■ **SELECTED TEXT**:
%%

There were fewer healthcare merger and acquisitions in the first quarter this year than in fourth quarter 2015, but the value of the deals soared, according to new data from Health Care M&A News published by Norwalk-based Irving Levin Associates Inc.
There were 351 transactions last quarter, down 7 percent from the fourth quarter and also down 7 percent from first quarter a year ago. But spending on the first quarter 2016 deals hit $79.5 billion, an 87 percent increase from the fourth quarter, Health Care & News said.
“The slowdown in deal volume in the first quarter of 2016 might simply be fatigue setting in after a record-setting year in 2015,” said Lisa E. Phillips, editor of Health Care M&A News. “Also, some buyers are still figuring out where the best opportunities are, as the shift to value-based reimbursements gains momentum.”
M&A activity in the current second quarter also may decline.
“A lot of private equity firms that made big exits last year now have a lot of cash that they’d like to put to work,” Phillips said. “That said, valuations are still too high for many buyers. They’re going to wait and see if prices start to come down.”
Deals involving healthcare services – comprising behavioral health care; home health and hospice; hospitals; laboratories, MRI and dialysis; long-term care; managed care; physician medical groups; and rehabilitation – accounted for 62 percent of total first-quarter transactions, down from 67 percent in the fourth quarter. Nearly all the service sectors had fewer deals, resulting in a 14 percent decline in service-side deals.
Home health and hospice, and rehabilitation sectors, however, had more deals, up 50 percent and 43 percent, respectively.
On the technology side – comprising biotechnology; e-health; medical devices; and pharmaceuticals – transaction growth in the e-health and medical devices sectors continued, up 17 percent and 7 percent, respectively, over the previous quarter, and both rose 35 percent compared with first quarter 2015.

%%

■ **MATERIAL SUPPLIED**:

%%

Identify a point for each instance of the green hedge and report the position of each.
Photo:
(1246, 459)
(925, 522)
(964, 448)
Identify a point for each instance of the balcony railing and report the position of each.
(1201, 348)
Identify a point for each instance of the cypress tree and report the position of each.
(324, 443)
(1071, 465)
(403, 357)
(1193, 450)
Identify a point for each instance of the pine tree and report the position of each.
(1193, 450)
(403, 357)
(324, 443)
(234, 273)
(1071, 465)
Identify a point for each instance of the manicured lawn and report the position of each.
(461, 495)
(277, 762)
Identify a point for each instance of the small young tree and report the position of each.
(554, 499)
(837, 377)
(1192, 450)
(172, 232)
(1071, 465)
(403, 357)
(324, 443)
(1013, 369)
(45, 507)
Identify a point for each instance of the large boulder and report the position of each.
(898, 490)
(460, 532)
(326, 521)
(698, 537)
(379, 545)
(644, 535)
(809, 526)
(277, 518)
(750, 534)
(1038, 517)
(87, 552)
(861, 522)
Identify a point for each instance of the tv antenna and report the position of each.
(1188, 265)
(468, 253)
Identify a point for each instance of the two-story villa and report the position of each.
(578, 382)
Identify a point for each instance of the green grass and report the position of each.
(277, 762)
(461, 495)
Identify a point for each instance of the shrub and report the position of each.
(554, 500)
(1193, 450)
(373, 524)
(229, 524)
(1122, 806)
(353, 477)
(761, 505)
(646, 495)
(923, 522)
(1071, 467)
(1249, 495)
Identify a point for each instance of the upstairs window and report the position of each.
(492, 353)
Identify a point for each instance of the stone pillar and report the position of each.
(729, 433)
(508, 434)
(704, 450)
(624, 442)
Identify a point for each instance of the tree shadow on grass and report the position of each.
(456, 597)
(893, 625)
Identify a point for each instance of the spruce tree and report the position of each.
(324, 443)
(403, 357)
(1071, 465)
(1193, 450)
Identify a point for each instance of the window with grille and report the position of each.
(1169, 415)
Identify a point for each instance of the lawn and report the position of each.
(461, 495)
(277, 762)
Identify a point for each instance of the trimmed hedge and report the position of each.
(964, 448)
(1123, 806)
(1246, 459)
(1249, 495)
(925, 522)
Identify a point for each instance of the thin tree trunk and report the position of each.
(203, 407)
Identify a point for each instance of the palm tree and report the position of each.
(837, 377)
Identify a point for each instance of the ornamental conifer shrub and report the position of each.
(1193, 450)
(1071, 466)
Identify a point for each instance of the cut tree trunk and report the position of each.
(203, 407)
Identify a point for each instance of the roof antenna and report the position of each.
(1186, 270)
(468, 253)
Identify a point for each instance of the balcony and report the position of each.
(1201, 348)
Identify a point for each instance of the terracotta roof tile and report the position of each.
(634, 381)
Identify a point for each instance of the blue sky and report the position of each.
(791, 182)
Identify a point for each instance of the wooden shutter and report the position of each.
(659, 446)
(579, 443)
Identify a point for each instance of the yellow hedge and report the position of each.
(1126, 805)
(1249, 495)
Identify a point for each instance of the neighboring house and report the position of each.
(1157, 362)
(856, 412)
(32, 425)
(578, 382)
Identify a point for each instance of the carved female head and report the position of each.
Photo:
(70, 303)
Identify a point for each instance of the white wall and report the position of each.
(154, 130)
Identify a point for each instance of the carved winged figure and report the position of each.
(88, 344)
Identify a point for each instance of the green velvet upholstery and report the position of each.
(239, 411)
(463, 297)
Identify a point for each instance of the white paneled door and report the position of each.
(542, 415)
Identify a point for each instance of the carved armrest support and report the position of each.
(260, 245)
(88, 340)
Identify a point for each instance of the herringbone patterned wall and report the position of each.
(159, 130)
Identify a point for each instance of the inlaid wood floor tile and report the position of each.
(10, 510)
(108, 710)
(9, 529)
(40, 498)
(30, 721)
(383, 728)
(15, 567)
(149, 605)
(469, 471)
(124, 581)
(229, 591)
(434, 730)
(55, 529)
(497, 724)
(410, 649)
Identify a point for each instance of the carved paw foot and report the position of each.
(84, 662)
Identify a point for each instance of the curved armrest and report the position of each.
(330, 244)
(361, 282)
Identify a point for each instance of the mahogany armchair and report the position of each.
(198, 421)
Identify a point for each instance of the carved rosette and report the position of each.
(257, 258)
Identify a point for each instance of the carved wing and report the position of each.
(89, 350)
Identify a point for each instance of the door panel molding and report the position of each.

%%

In the text on healthcare mergers and acquisitions, how much was spent on the first-quarter 2016 deals?

■ **RESPONSE**: $79.5 billion